**PROVIDED PASSAGE:**
As has been stated repeatedly, the reason they now include rapid tests is they are currently reliable.
Before, people that were rapid-tested pretty much all had to turn around and take a traditional test and double-testing has never been counted.
Positives cases are positive cases.
As per the White House report and my own tracking, Oklahoma is 5th in the nation over the last 2 weeks when it comes to new positive cases per capita.
That is horrible no matter how you want to slice the data.
But we get so stuck on the daily number. If we processed 100,000 tests per day it's likely that we'd have 10,000 positives a day. We have run, within a small range, the same positivity rate for some time. So the number of positives track right with the number of tests processed. The ranking of Oklahoma's new positive cases is during a period of new records of tests processed. Math is math.

**SET OF TASKS:**
#1 List every numeral in the passage on Oklahoma's positive cases, in the order each appears.
#2 Output part of the passage on Oklahoma's positive cases unchanged: begin at the words "But we get so", and stop after the words "Math is math.".
The lines that come next are separate material and are not connected to the passage.

**MATERIAL PROVIDED:**
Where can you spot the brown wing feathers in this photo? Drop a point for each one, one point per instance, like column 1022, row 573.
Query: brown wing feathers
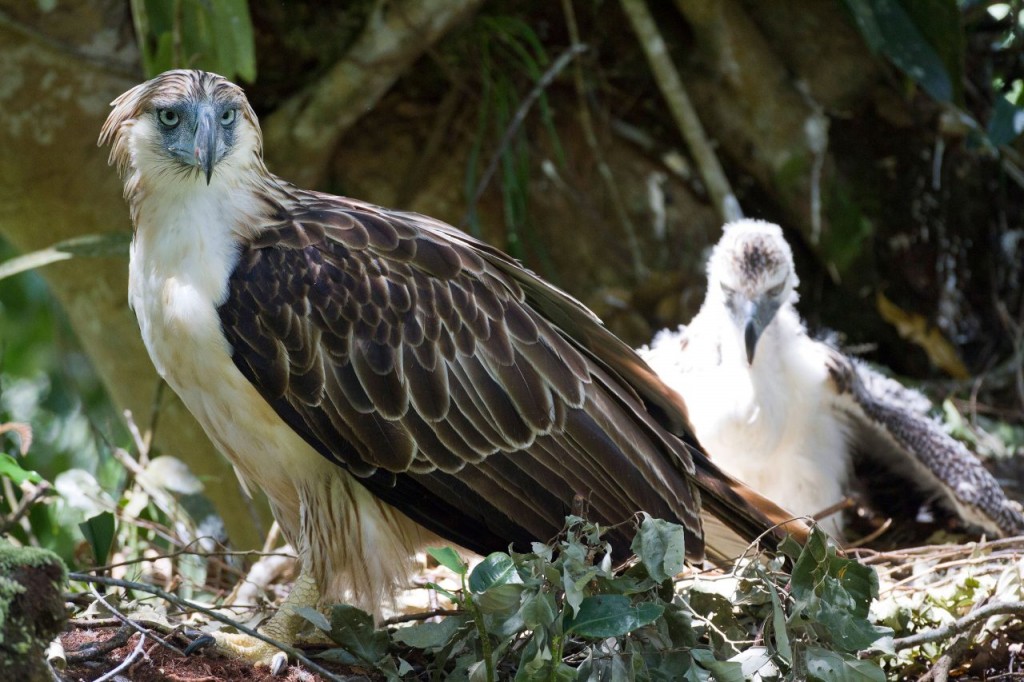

**RESPONSES FOR EACH TASK:**
#1 5th, 2, 100,000, 10,000

#2
But we get so stuck on the daily number. If we processed 100,000 tests per day it's likely that we'd have 10,000 positives a day. We have run, within a small range, the same positivity rate for some time. So the number of positives track right with the number of tests processed. The ranking of Oklahoma's new positive cases is during a period of new records of tests processed. Math is math.